EXERCISE BRIEF:
Count the lines in the material below that contain the word "green". Give only the number.

Extracted data entries:
###

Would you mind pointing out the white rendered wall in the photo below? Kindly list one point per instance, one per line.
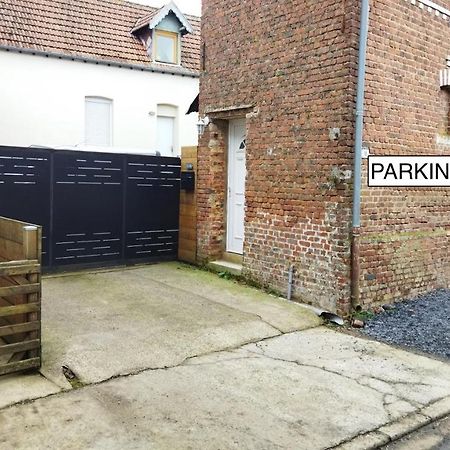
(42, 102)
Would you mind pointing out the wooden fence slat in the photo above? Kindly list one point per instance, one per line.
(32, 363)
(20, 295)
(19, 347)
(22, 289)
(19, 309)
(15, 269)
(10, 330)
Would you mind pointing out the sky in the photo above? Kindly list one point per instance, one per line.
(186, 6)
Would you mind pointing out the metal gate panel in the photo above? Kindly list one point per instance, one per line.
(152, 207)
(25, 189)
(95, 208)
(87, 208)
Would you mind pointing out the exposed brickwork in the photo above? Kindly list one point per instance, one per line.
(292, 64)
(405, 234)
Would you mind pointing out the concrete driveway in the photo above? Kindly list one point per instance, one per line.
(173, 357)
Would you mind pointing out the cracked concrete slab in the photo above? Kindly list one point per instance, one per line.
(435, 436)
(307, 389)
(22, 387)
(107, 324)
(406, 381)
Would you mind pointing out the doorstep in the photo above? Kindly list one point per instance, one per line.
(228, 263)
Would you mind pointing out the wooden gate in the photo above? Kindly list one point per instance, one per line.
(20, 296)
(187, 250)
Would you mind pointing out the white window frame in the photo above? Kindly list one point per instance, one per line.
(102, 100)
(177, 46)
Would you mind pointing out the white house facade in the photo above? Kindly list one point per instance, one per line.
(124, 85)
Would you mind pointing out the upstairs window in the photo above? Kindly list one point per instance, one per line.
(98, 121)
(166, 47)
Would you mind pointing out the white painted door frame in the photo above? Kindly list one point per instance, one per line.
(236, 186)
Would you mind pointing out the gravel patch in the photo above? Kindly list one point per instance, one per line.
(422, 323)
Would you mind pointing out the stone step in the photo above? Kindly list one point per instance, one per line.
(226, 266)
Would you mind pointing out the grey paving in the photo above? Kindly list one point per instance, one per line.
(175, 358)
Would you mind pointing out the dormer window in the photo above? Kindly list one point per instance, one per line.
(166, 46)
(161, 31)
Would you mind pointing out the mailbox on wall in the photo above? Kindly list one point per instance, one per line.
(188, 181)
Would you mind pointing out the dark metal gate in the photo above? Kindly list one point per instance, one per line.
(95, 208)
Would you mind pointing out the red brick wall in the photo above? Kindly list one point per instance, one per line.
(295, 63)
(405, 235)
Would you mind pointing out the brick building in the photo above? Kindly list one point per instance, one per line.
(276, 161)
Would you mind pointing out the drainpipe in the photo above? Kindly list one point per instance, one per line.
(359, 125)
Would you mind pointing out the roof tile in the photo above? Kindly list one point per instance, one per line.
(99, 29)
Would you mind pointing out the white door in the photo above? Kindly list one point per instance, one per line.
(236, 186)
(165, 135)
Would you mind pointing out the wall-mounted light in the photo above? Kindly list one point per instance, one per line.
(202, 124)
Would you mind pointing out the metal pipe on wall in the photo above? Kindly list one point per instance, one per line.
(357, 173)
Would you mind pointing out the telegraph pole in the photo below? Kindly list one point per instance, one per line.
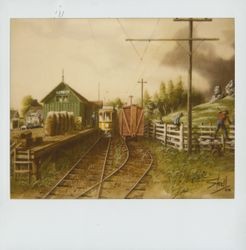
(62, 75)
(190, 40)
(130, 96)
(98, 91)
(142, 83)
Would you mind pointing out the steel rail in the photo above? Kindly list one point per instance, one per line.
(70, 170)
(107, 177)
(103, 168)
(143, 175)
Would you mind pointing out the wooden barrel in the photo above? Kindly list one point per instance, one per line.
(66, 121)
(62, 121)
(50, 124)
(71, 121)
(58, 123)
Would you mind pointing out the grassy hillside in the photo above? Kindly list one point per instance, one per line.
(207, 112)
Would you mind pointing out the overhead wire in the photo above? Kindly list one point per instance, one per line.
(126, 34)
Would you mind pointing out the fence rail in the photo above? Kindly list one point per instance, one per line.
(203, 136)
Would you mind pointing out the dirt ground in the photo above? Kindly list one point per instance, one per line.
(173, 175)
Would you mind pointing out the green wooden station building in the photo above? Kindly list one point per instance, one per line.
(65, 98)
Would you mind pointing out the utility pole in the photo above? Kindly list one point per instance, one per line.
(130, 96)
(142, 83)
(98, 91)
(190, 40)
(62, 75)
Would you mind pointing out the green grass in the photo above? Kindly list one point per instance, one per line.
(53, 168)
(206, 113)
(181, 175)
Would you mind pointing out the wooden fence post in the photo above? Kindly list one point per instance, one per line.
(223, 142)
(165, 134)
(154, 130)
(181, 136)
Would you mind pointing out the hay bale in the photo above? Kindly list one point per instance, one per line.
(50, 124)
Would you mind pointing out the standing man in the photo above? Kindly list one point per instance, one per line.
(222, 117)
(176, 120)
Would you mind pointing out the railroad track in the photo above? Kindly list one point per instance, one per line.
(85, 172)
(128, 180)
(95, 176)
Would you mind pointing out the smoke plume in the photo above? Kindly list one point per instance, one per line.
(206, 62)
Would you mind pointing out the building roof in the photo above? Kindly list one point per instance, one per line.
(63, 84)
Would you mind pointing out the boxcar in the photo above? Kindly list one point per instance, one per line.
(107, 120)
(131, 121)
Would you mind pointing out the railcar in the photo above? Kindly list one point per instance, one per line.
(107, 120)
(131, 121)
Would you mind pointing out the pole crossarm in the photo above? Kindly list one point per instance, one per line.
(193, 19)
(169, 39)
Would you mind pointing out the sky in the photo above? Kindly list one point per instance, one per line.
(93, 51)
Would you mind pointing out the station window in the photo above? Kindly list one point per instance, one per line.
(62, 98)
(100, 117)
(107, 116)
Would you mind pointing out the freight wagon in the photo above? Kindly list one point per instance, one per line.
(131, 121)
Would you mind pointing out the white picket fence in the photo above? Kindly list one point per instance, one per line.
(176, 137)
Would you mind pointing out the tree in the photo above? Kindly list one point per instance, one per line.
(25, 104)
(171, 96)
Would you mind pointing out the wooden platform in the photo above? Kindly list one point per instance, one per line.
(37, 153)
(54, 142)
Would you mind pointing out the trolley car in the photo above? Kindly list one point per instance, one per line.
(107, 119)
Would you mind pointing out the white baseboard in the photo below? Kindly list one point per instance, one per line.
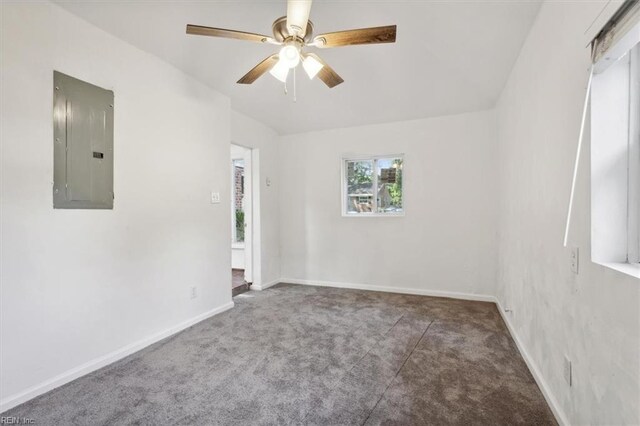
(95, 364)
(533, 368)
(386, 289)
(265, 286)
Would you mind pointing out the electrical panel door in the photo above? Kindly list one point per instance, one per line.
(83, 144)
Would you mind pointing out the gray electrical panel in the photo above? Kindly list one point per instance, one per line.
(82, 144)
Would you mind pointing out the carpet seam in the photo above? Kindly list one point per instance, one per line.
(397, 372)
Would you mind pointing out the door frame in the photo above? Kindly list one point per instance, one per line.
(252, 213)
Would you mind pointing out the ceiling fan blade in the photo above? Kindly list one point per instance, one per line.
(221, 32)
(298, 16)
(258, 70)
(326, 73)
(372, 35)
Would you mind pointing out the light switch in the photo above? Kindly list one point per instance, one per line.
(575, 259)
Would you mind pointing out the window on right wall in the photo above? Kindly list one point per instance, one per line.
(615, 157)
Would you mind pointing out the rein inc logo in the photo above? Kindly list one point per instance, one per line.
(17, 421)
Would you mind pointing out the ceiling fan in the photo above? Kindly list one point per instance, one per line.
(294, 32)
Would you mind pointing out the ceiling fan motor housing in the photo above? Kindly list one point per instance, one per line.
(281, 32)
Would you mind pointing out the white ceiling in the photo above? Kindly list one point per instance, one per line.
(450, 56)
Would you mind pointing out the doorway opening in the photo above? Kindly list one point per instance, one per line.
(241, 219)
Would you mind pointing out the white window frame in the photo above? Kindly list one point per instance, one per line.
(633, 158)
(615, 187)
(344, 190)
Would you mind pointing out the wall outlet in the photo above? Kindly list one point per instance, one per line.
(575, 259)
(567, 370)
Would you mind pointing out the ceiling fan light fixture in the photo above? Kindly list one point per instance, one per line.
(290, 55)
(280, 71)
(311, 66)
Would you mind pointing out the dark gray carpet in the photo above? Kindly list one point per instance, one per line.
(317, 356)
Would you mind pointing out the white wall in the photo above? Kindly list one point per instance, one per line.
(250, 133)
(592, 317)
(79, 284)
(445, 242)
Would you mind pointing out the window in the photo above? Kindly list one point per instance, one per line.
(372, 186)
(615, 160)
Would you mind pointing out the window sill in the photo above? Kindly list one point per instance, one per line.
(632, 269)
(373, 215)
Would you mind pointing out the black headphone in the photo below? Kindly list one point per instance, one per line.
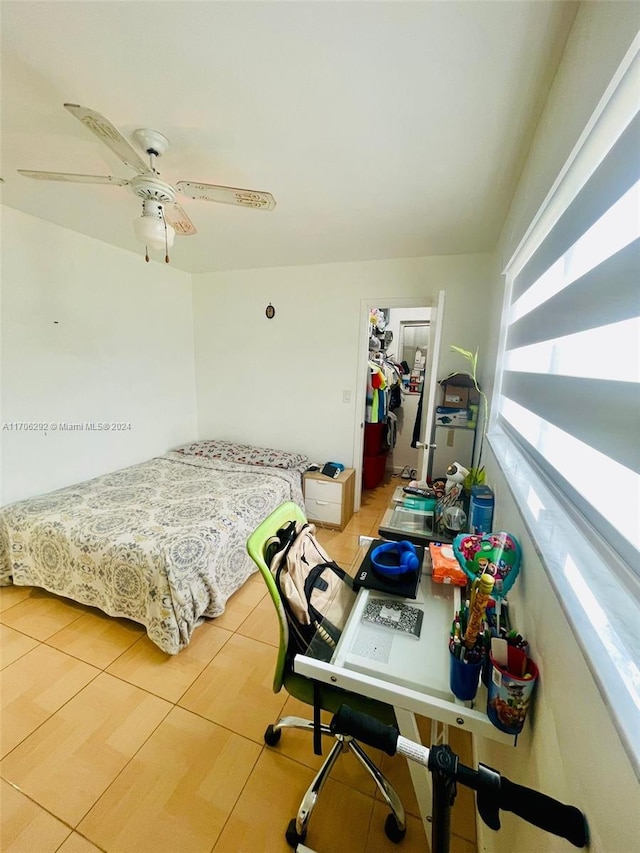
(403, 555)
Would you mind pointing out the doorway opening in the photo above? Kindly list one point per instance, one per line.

###

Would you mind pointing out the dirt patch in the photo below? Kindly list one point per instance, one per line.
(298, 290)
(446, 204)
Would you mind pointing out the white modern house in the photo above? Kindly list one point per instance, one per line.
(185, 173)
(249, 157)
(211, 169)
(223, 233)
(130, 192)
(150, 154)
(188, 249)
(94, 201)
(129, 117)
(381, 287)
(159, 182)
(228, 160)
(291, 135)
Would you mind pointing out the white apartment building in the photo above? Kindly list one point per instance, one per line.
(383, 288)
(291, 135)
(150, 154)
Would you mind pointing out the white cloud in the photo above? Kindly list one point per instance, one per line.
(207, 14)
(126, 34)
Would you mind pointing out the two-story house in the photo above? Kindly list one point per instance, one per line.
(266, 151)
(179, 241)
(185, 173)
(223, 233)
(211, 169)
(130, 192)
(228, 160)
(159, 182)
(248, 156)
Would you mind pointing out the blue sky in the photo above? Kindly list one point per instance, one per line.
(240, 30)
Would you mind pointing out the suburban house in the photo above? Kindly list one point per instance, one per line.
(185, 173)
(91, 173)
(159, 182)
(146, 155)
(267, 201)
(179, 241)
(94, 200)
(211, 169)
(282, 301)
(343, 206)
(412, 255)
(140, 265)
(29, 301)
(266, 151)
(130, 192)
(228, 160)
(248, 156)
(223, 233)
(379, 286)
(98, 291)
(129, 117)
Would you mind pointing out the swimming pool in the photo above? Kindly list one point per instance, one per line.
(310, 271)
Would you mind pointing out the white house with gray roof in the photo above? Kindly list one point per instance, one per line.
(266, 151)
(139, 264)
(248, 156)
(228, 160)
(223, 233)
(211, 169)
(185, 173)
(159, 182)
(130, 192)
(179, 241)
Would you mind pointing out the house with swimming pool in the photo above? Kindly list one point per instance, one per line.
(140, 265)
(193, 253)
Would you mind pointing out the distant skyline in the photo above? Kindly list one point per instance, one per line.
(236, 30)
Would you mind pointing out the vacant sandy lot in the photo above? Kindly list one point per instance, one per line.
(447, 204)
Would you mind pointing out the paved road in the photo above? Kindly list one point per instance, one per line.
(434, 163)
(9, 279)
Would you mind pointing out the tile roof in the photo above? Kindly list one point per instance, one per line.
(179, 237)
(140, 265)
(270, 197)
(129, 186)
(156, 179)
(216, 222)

###

EXERCISE SOLUTION:
2